**** Excerpted data

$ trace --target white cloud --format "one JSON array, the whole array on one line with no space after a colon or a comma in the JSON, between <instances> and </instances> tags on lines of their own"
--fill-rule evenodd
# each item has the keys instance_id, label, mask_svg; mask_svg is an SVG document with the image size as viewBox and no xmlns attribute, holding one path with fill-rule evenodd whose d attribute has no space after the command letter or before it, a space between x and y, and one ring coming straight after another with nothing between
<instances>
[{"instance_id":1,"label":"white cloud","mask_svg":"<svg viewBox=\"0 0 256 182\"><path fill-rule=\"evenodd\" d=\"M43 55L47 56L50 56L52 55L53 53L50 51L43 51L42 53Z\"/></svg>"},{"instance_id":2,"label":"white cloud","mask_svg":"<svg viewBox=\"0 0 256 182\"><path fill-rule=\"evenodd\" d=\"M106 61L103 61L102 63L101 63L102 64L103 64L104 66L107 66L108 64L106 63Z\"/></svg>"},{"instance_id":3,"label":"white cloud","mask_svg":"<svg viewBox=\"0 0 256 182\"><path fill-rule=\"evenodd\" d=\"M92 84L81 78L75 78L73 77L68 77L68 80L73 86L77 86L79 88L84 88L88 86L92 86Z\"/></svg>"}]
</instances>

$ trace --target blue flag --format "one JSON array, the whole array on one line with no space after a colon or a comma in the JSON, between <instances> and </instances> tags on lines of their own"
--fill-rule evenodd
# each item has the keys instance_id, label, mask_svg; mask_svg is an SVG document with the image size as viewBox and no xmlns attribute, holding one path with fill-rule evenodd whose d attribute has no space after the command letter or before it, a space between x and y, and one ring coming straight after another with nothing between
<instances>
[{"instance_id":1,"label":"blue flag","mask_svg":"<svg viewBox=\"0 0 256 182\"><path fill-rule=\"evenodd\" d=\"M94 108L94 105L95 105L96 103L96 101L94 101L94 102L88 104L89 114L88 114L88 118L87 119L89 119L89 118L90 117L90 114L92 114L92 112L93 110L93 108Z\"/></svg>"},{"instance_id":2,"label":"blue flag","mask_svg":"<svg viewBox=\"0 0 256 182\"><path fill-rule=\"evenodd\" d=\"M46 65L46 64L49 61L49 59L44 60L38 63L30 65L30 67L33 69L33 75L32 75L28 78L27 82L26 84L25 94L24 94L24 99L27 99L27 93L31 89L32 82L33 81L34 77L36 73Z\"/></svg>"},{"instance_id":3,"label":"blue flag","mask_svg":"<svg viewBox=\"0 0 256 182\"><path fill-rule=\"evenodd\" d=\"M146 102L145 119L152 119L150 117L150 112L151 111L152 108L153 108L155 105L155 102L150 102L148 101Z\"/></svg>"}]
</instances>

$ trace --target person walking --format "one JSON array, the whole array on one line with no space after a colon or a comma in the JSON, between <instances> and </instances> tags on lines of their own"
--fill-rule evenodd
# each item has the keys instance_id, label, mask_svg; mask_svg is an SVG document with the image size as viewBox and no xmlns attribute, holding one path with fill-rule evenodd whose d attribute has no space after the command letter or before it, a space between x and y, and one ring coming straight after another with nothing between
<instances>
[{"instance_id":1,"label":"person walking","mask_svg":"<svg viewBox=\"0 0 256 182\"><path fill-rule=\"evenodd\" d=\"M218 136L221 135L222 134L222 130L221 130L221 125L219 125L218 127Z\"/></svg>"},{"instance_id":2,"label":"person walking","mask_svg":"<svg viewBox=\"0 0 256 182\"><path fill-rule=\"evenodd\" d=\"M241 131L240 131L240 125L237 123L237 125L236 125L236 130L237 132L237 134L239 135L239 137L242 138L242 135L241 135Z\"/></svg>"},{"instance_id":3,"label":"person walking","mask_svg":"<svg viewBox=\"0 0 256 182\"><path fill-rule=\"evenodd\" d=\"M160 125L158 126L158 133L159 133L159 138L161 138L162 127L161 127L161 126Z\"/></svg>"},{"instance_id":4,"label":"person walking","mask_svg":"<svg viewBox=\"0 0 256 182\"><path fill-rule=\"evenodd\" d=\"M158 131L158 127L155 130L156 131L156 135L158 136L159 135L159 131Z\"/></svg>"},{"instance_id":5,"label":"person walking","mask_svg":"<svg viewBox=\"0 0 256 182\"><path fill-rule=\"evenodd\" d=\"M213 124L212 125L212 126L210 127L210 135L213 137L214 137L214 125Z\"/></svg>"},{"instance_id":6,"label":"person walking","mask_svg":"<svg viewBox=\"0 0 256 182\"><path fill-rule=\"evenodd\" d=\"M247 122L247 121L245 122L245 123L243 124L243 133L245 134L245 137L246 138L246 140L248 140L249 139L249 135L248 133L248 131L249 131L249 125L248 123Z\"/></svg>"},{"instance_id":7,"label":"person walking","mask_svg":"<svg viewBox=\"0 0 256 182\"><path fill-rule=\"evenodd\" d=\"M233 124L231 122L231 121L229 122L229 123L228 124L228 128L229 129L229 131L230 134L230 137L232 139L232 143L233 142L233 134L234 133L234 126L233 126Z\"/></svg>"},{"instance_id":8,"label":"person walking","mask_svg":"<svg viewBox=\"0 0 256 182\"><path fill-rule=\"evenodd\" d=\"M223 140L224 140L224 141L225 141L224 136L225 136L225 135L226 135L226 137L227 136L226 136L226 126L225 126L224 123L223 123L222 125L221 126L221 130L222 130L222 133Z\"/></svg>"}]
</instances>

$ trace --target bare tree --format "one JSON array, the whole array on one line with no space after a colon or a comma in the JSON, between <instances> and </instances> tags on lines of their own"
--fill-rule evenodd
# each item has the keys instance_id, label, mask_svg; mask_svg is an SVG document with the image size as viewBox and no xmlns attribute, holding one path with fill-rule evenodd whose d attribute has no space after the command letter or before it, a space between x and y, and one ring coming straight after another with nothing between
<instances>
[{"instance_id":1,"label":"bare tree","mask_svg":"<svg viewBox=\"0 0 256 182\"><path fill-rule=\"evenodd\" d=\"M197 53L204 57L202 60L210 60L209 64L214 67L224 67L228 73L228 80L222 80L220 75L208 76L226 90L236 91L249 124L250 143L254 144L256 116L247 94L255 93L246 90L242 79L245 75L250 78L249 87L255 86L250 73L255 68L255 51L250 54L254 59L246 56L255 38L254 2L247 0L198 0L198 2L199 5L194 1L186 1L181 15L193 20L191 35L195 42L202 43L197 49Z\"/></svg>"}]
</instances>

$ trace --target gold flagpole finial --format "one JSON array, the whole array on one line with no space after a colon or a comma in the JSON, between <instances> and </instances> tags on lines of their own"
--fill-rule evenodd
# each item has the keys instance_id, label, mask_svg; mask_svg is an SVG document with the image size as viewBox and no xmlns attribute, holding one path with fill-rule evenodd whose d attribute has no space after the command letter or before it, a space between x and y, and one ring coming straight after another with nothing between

********

◆ **Task goal**
Copy everything from the line containing "trace --target gold" down to the end of the material, swapping "finial" for "ornament" and leaving all else unchanged.

◆ **Result of this exercise**
$ trace --target gold flagpole ornament --format "one JSON array, the whole array on one line with no space after a colon or a comma in the JSON, between <instances> and </instances> tags on lines of their own"
--fill-rule evenodd
# each item has the keys instance_id, label, mask_svg; mask_svg is an SVG document with the image size as viewBox and no xmlns attribute, holding one path with fill-rule evenodd whose d attribute has no space after the command letter or before it, a space between x and y, and one ring coming straight after another with nothing between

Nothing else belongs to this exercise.